> **WRITTEN INSTRUCTION A**
According to the hand-joint estimation text, how many residual blocks make up the cross-fusion module?
> **WRITTEN INSTRUCTION B**
Rewrite the hand-joint estimation text starting at "The goal of" and ending at "work in detail.", substituting "baseline" for "framework".

═══ READING PASSAGE

The goal of our network is to obtain joint positions both in 2D image space and 3D. We chose the common 3D hand-joint estimation architecture as our framework. Our network can be divided into three modules: the initial feature extraction module, cross-fusion module, and 3D regression module. For the RGB and depth initial feature extraction network, we designed two different architectures to extract feature information, respectively. Different branch networks are conducive to learning their own characteristics. The cross-fusion module consists of four residual blocks that we designed to fuse RGB and depth features better, and to output the final RGB-D feature maps. Finally, we obtained both 2D and 3D hand key-points in the 3D regression module using the common heatmap (location map) regression method. In the following sections, we will discuss our work in detail.

3.1. Initial Feature Extraction

We use RGB image

I_{c}

and depth map

I_{d}

to estimate 3D-space hand-joint positions

J = {j_{i}}_{i = 1}^{J}

, where

j_{i} = (x_{i}, y_{i}, z_{i})

══════
═══ PROVIDED MATERIAL

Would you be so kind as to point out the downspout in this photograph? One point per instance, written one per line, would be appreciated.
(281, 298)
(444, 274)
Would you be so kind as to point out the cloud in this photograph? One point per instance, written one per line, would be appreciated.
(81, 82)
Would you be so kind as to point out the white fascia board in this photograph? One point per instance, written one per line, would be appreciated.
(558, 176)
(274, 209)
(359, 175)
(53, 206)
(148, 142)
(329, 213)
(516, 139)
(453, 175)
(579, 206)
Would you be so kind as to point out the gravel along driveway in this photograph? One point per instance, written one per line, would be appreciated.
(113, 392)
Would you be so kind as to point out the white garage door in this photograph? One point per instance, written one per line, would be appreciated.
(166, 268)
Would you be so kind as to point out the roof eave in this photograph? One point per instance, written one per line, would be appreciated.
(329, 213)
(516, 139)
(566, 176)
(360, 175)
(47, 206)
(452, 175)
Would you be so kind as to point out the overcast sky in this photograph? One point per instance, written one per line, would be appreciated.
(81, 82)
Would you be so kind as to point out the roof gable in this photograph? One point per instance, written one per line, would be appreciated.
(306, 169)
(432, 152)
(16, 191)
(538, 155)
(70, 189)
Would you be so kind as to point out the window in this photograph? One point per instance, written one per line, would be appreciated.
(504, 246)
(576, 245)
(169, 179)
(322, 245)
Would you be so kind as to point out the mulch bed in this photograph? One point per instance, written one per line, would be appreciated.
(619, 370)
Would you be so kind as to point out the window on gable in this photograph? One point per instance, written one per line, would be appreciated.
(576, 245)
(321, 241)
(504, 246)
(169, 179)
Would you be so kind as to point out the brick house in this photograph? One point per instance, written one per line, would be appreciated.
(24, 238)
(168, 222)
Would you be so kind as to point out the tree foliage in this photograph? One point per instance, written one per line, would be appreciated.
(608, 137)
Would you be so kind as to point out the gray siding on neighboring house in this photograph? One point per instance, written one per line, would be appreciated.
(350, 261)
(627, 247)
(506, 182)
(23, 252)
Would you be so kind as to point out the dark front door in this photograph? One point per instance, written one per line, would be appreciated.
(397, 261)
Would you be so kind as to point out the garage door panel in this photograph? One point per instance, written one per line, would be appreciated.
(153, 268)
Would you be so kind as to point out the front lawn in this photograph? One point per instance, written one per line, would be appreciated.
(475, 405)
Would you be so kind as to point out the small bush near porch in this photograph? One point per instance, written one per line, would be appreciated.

══════

> **TASK RESULT A**
Four residual blocks.

> **TASK RESULT B**
The goal of our network is to obtain joint positions both in 2D image space and 3D. We chose the common 3D hand-joint estimation architecture as our baseline. Our network can be divided into three modules: the initial feature extraction module, cross-fusion module, and 3D regression module. For the RGB and depth initial feature extraction network, we designed two different architectures to extract feature information, respectively. Different branch networks are conducive to learning their own characteristics. The cross-fusion module consists of four residual blocks that we designed to fuse RGB and depth features better, and to output the final RGB-D feature maps. Finally, we obtained both 2D and 3D hand key-points in the 3D regression module using the common heatmap (location map) regression method. In the following sections, we will discuss our work in detail.